Work request = Each entry needs to be reproduced exactly as it is.

Exercise data: Begin

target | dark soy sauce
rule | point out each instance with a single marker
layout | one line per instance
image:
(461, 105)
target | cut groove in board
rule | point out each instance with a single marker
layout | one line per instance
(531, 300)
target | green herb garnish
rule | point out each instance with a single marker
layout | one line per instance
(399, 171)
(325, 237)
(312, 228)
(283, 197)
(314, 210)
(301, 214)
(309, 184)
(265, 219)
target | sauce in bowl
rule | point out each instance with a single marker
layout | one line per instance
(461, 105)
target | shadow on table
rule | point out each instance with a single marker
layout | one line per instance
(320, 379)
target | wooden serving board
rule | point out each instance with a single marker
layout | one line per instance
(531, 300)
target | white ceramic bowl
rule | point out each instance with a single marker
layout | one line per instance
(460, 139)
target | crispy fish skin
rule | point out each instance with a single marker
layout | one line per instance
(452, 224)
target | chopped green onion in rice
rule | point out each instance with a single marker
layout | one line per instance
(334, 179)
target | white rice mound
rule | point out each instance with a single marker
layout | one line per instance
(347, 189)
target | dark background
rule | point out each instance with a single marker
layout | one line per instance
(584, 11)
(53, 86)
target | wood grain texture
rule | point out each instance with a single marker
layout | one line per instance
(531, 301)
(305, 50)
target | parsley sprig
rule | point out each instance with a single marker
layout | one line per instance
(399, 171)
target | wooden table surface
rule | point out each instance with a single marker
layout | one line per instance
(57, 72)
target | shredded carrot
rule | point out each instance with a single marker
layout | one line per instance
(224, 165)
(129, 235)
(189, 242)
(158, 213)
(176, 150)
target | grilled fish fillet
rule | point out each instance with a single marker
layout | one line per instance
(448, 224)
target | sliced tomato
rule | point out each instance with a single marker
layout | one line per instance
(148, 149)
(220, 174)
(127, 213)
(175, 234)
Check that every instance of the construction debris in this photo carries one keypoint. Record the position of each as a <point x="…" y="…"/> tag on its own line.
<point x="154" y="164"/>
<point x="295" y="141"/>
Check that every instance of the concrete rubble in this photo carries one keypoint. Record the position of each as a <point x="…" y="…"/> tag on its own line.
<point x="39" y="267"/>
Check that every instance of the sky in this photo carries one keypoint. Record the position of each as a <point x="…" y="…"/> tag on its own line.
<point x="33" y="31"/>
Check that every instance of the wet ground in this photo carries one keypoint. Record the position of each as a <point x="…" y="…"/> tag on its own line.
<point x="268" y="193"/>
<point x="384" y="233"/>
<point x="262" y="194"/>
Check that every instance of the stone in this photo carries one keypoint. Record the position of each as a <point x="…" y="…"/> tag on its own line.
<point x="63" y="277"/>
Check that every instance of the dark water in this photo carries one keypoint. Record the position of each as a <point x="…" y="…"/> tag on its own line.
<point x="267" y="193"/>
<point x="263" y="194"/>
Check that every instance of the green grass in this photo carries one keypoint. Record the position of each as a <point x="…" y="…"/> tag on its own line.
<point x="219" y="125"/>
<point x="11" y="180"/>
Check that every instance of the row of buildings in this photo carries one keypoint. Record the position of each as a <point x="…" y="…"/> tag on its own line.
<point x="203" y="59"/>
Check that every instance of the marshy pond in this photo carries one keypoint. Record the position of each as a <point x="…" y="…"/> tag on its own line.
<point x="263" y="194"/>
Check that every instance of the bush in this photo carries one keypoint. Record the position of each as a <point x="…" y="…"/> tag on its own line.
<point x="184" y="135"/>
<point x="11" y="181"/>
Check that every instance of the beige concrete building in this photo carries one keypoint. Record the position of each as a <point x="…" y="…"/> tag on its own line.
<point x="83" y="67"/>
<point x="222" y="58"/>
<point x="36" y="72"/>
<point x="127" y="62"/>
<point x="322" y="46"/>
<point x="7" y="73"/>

Exercise data: End

Answer to the problem =
target | dark soy sauce
rule | point out each instance with a single marker
layout | one line per instance
image:
(461, 105)
target | cut groove in board
rule | point out each instance with a single marker
layout | one line per instance
(531, 300)
target | green herb garnish
rule | point out each instance with a single marker
layout | one line per instance
(399, 171)
(325, 237)
(312, 228)
(283, 197)
(314, 210)
(301, 214)
(309, 184)
(265, 219)
target | sauce in bowl
rule | point out each instance with a single marker
layout | one line per instance
(461, 105)
target | shadow on table
rule | point out each instance with a single marker
layout | one line per instance
(320, 379)
target | wooden serving board
rule | point out each instance with a single marker
layout | one line per instance
(531, 300)
target | white ceramic bowl
rule | point out each instance with a single marker
layout | one line per instance
(460, 139)
target | crispy fish skin
rule | point out each instance with a single marker
layout | one line per instance
(452, 224)
target | chopped green onion in rice
rule | point out each instance with a single marker
layout | one line per instance
(334, 179)
target | white rice mound
rule | point out each instance with a single marker
layout | one line per instance
(347, 189)
target | dark background
rule | point out each instance with a single marker
layout | one line per instance
(584, 11)
(53, 86)
target | wood grain texture
rule | point out each instance with a single marker
layout | one line per instance
(531, 301)
(305, 50)
target | parsley sprig
rule | point out each instance with a single marker
layout | one line per instance
(399, 171)
target | wooden table surface
rule | point out each instance with a single marker
layout | one line per instance
(57, 72)
target | shredded carrot
rule | point out each instance with a single marker
layout | one line per instance
(224, 165)
(129, 235)
(189, 242)
(158, 213)
(176, 150)
target | grilled fish fillet
rule | point out each instance with a single marker
layout | one line per instance
(448, 224)
target | sliced tomato
rule | point out each instance with a single marker
layout | one line per instance
(148, 149)
(220, 174)
(127, 213)
(175, 234)
Check that every instance of the construction debris in this photo carries one keypoint. Record the position of each as a <point x="…" y="…"/> tag on its own line.
<point x="154" y="164"/>
<point x="295" y="141"/>
Check that every instance of the concrete rubble in this photo carries one keypoint. Record the position of each as a <point x="…" y="…"/> tag on its own line.
<point x="39" y="267"/>
Check that every instance of the sky in this photo carries one keypoint. Record the position of each as a <point x="…" y="…"/> tag on its own line.
<point x="33" y="31"/>
Check that every instance of the wet ground in this photo carries one keypoint. Record the position of each as a <point x="…" y="…"/> tag on its own line.
<point x="268" y="193"/>
<point x="384" y="233"/>
<point x="262" y="194"/>
Check that every instance of the stone in this photo carries one keypoint. Record the position of each as a <point x="…" y="…"/> tag on its own line.
<point x="63" y="277"/>
Check that every instance of the dark water in this photo carries one keypoint. Record the position of each as a <point x="…" y="…"/> tag on its own line.
<point x="267" y="193"/>
<point x="263" y="194"/>
Check that every instance of the green grass in this photo carries one keypoint. Record the position of each as a <point x="…" y="…"/> tag on its own line.
<point x="219" y="125"/>
<point x="11" y="180"/>
Check that every instance of the row of buildings in this photo carries one keypoint. Record the position of each as a <point x="…" y="…"/> tag on its own line.
<point x="203" y="59"/>
Check that every instance of the marshy pond in this photo carries one keypoint. Record the position of each as a <point x="…" y="…"/> tag on its own line.
<point x="263" y="194"/>
Check that every instance of the bush in this photo carries one keypoint. Record the position of each as a <point x="…" y="…"/> tag on its own line.
<point x="184" y="135"/>
<point x="11" y="181"/>
Check that every instance of the beige concrete building in this photo carries one keypoint. Record the position of each as a <point x="…" y="…"/> tag on its own line.
<point x="83" y="67"/>
<point x="222" y="58"/>
<point x="36" y="72"/>
<point x="127" y="62"/>
<point x="322" y="46"/>
<point x="7" y="73"/>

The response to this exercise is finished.